Quote the lines from the line holding "Practice. Pick out the outstretched" to the very end of the listing, exactly, and no others.

####

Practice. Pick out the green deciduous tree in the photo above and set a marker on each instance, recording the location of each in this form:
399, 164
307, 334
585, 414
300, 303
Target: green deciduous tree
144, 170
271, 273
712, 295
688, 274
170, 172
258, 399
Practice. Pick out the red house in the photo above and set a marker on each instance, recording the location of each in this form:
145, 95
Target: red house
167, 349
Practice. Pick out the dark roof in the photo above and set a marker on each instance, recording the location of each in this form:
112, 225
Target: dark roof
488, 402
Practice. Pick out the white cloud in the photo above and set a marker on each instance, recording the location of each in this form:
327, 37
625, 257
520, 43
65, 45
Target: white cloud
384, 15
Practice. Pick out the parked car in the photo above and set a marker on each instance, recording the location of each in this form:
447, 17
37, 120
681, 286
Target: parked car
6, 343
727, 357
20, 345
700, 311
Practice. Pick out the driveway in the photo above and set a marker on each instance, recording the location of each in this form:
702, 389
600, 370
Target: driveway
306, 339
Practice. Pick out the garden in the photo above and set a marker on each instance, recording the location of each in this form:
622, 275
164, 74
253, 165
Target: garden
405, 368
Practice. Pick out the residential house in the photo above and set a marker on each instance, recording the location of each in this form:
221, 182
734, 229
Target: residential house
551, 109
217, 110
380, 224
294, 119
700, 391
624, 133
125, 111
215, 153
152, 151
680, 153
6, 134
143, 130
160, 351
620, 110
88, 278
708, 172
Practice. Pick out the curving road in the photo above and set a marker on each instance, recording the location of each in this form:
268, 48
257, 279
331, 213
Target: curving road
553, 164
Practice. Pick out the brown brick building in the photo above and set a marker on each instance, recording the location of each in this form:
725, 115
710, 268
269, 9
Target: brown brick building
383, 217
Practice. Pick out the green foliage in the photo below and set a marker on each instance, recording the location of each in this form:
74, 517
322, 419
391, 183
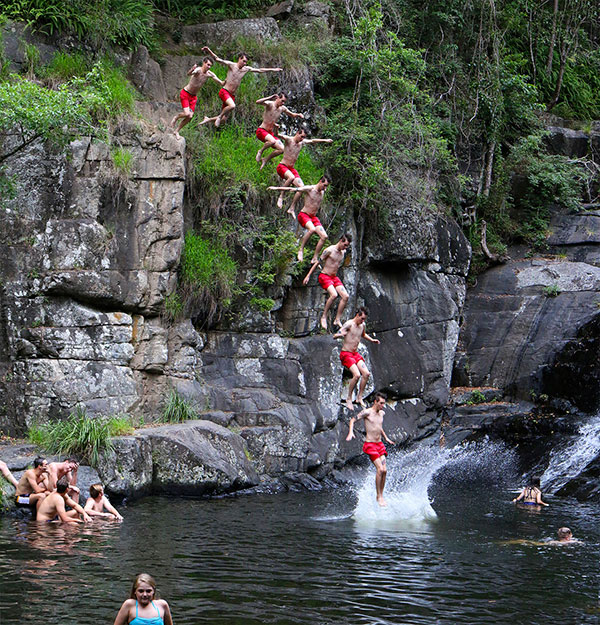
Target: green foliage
122, 160
262, 304
126, 23
79, 435
177, 409
552, 290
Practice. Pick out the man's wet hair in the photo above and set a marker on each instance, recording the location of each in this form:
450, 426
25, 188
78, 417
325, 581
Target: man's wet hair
563, 532
95, 490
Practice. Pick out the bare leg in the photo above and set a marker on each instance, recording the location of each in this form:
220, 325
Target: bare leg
7, 474
343, 301
287, 181
222, 116
310, 228
365, 375
323, 237
332, 296
381, 467
355, 377
276, 152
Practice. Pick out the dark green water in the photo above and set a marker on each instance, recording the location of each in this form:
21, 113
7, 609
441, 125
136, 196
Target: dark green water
301, 558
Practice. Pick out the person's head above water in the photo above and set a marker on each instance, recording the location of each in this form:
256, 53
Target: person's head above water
564, 534
145, 583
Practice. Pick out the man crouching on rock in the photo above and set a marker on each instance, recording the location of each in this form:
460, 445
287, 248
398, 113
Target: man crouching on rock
53, 507
373, 446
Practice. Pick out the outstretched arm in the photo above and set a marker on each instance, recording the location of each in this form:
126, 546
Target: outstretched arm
263, 70
361, 415
266, 99
216, 78
287, 111
306, 187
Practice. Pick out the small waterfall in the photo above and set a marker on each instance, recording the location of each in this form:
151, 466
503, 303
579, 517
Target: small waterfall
568, 462
411, 474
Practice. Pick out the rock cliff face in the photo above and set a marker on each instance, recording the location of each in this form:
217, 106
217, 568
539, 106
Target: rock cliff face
89, 256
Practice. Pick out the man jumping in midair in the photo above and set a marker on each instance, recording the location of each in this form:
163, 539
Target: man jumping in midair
189, 94
352, 332
274, 107
373, 446
285, 169
332, 258
307, 217
235, 73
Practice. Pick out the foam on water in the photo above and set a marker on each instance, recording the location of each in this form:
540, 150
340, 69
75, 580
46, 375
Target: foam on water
408, 479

####

■ **ANSWER**
Practice. Pick out the outstretched arm in the photo above and set a marker on each instance, recording the location of each in this form:
126, 546
Target: outstretched arm
263, 70
361, 415
266, 99
216, 78
287, 111
306, 187
Practice. Pick out the small waterfall in the photo above and set a marker on each instance, recording the location of each in this form:
151, 466
503, 303
579, 517
Target: small waterfall
568, 462
411, 474
Practice. Pick out the rock cliff face in the photo above and set a marker on each instance, recording the location of each in this form:
217, 106
217, 568
539, 106
Target: rock cliff face
89, 256
Practice. Pick out the man jumping in midair in the photo above and set a marker on each instance, recording the location of each in this form:
163, 539
Target: man jumping in midair
189, 94
352, 332
274, 107
373, 446
285, 169
332, 258
307, 217
235, 73
Practice. Pick out the foam on water in the photo above and set a marker on each instance, recording the location of each in this form:
540, 150
340, 69
75, 580
46, 375
Target: foam on water
408, 479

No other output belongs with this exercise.